__Task to carry out__. The response must consist of all the entries, duplicated without alteration.

__Provided data__.
• • • • • • •

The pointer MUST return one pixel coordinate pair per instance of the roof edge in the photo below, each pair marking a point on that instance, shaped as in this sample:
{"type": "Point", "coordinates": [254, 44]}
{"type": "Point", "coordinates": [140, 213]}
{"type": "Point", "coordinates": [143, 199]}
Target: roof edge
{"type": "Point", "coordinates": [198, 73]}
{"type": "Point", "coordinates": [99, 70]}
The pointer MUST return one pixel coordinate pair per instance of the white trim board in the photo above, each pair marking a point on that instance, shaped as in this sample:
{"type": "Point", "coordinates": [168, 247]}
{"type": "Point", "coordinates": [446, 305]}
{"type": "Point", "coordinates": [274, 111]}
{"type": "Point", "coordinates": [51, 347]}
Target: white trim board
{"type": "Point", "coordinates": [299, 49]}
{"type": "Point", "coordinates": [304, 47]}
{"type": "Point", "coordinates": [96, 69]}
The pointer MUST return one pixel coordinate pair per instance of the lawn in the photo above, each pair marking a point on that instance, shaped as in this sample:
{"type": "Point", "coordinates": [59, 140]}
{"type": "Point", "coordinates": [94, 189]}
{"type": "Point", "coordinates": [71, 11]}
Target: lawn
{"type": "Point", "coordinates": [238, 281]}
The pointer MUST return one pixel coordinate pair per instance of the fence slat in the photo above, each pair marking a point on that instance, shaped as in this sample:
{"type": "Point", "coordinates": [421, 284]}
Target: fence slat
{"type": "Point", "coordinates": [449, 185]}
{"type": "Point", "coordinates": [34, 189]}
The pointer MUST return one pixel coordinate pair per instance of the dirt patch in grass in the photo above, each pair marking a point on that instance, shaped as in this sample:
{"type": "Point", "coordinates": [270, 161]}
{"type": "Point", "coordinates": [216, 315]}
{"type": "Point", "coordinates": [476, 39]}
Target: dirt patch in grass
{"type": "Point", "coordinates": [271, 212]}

• • • • • • •

__Finished exercise__.
The pointer MUST return one pixel coordinate pair per instance of the roof edge in the photo below, each pair marking a point on that instance, shaped as in this sample:
{"type": "Point", "coordinates": [254, 44]}
{"type": "Point", "coordinates": [140, 213]}
{"type": "Point", "coordinates": [143, 199]}
Target: roof edge
{"type": "Point", "coordinates": [198, 73]}
{"type": "Point", "coordinates": [99, 70]}
The pointer MUST return one pixel coordinate pair per instance of the white trim board in the photo above, each pair marking a point on that instance, shaped as in this sample:
{"type": "Point", "coordinates": [168, 247]}
{"type": "Point", "coordinates": [446, 305]}
{"type": "Point", "coordinates": [274, 111]}
{"type": "Point", "coordinates": [51, 347]}
Target: white trim board
{"type": "Point", "coordinates": [299, 49]}
{"type": "Point", "coordinates": [304, 47]}
{"type": "Point", "coordinates": [96, 69]}
The pointer MUST return one pixel coordinate pair per instance of the lawn in the photo above, each pair marking a point on that instance, shaped as in this sample:
{"type": "Point", "coordinates": [59, 140]}
{"type": "Point", "coordinates": [94, 189]}
{"type": "Point", "coordinates": [71, 11]}
Target: lawn
{"type": "Point", "coordinates": [238, 281]}
The pointer MUST return one pixel coordinate pair per instance of the fence slat in the photo above, each pair marking a point on that instance, shaped as in this sample:
{"type": "Point", "coordinates": [421, 284]}
Target: fence slat
{"type": "Point", "coordinates": [449, 185]}
{"type": "Point", "coordinates": [34, 189]}
The pointer MUST return one pixel coordinate pair per instance of the dirt patch in grass in the photo above, each pair marking a point on that instance, shaped as in this sample:
{"type": "Point", "coordinates": [270, 161]}
{"type": "Point", "coordinates": [216, 315]}
{"type": "Point", "coordinates": [476, 39]}
Target: dirt patch in grass
{"type": "Point", "coordinates": [271, 212]}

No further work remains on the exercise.